*任务*.
把下面所有记录里的各行按顺序输出成编号列表，跳过空行。

数据集条目:
__________
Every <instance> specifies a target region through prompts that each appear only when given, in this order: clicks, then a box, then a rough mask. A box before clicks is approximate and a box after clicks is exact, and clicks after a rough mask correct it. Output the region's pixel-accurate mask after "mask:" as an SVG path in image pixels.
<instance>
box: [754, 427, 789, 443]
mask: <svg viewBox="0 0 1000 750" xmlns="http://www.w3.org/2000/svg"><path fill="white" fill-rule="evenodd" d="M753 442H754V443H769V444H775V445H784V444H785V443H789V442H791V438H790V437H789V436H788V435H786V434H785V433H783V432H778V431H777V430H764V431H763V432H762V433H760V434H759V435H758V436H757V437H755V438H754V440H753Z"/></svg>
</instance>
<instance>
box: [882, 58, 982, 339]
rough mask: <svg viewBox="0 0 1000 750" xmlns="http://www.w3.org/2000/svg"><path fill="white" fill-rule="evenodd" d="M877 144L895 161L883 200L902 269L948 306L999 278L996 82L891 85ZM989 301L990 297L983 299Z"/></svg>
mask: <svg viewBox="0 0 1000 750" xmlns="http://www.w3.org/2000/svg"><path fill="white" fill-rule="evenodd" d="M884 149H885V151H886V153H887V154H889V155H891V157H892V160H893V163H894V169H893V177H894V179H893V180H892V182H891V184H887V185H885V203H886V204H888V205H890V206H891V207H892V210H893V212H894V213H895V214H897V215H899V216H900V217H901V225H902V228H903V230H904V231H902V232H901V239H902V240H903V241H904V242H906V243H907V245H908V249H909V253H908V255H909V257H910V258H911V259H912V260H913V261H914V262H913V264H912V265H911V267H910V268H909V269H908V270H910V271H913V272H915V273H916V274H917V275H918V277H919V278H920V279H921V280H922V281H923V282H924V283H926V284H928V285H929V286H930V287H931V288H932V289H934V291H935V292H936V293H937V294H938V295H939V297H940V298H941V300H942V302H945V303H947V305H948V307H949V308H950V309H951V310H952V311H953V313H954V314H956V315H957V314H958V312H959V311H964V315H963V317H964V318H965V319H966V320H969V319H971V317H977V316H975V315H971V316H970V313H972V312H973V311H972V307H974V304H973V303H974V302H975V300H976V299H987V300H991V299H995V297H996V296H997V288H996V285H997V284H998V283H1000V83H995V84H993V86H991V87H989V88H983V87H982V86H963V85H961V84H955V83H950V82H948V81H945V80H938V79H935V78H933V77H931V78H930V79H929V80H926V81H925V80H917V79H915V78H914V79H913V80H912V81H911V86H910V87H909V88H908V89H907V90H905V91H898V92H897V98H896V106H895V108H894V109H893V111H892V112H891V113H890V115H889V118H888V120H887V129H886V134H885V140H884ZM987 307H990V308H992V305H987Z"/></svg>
__________
*练习输出*.
1. Every <instance> specifies a target region through prompts that each appear only when given, in this order: clicks, then a box, then a rough mask. A box before clicks is approximate and a box after clicks is exact, and clicks after a rough mask correct it. Output the region's pixel-accurate mask after "mask:" as an SVG path in image pixels.
2. <instance>
3. box: [754, 427, 789, 443]
4. mask: <svg viewBox="0 0 1000 750" xmlns="http://www.w3.org/2000/svg"><path fill="white" fill-rule="evenodd" d="M753 442H754V443H769V444H775V445H784V444H785V443H789V442H791V438H790V437H789V436H788V435H786V434H785V433H783V432H778V431H777V430H764V431H763V432H762V433H760V434H759V435H758V436H757V437H755V438H754V440H753Z"/></svg>
5. </instance>
6. <instance>
7. box: [882, 58, 982, 339]
8. rough mask: <svg viewBox="0 0 1000 750" xmlns="http://www.w3.org/2000/svg"><path fill="white" fill-rule="evenodd" d="M877 144L895 161L883 200L902 269L948 306L999 278L996 82L891 85ZM989 301L990 297L983 299Z"/></svg>
9. mask: <svg viewBox="0 0 1000 750" xmlns="http://www.w3.org/2000/svg"><path fill="white" fill-rule="evenodd" d="M884 149H885V151H886V153H887V154H889V155H891V157H892V160H893V163H894V169H893V177H894V179H893V180H892V182H891V184H887V185H885V203H886V204H888V205H890V206H891V207H892V210H893V212H894V213H895V214H897V215H899V216H900V217H901V225H902V228H903V230H904V231H902V232H901V239H902V240H903V241H904V242H906V243H907V245H908V249H909V253H908V255H909V257H910V258H911V259H912V260H913V261H914V262H913V264H912V265H911V267H910V268H909V269H908V270H910V271H913V272H915V273H916V274H917V275H918V277H919V278H920V279H921V280H922V281H923V282H924V283H926V284H928V285H929V286H930V287H931V288H932V289H934V291H935V292H936V293H937V294H938V295H939V297H940V298H941V300H942V302H945V303H947V305H948V307H949V308H950V309H951V310H952V311H953V313H954V314H956V315H957V314H958V312H959V311H964V315H963V317H964V318H965V319H966V320H969V319H971V317H977V316H975V315H971V316H970V313H972V312H973V311H972V307H974V304H973V303H974V302H975V300H976V299H987V300H991V299H995V297H996V296H997V288H996V285H997V284H998V283H1000V83H995V84H993V86H991V87H989V88H983V87H982V86H963V85H961V84H955V83H950V82H948V81H945V80H938V79H935V78H933V77H931V78H930V79H929V80H926V81H925V80H917V79H915V78H914V79H913V80H912V81H911V86H910V87H909V88H908V89H907V90H905V91H898V92H897V98H896V106H895V108H894V109H893V111H892V112H891V113H890V115H889V118H888V120H887V129H886V134H885V140H884ZM987 307H990V308H992V305H987Z"/></svg>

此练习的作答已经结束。